• _Objective_
List every line in the material below that contains the word "green", copying each such line in full.

• _Dataset records_
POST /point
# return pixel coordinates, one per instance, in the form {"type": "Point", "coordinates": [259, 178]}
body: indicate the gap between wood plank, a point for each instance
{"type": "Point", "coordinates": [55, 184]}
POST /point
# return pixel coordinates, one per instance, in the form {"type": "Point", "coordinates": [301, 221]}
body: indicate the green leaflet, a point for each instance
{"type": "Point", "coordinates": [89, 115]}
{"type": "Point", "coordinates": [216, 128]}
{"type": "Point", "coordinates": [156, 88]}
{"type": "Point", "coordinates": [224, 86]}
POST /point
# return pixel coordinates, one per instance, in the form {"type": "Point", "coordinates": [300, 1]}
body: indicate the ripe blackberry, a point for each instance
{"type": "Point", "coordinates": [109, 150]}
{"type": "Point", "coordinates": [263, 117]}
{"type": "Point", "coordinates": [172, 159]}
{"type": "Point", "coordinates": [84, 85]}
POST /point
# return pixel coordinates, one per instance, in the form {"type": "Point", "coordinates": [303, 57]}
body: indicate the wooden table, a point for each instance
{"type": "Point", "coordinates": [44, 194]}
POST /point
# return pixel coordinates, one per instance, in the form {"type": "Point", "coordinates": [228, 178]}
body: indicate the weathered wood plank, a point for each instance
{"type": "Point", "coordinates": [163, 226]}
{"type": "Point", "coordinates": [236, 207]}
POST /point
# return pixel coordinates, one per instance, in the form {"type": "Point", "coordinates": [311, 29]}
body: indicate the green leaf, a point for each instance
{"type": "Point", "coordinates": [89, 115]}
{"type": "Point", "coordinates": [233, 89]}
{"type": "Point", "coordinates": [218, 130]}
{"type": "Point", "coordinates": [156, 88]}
--
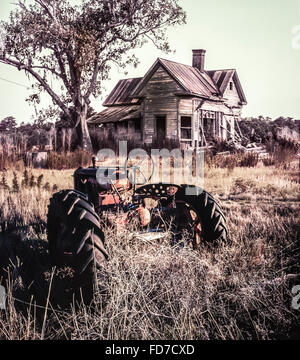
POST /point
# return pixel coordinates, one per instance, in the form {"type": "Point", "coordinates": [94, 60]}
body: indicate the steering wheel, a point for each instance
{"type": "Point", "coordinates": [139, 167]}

• _Answer_
body: indicate the green leaflet, a point for each instance
body: indicate the green leaf, a point for each instance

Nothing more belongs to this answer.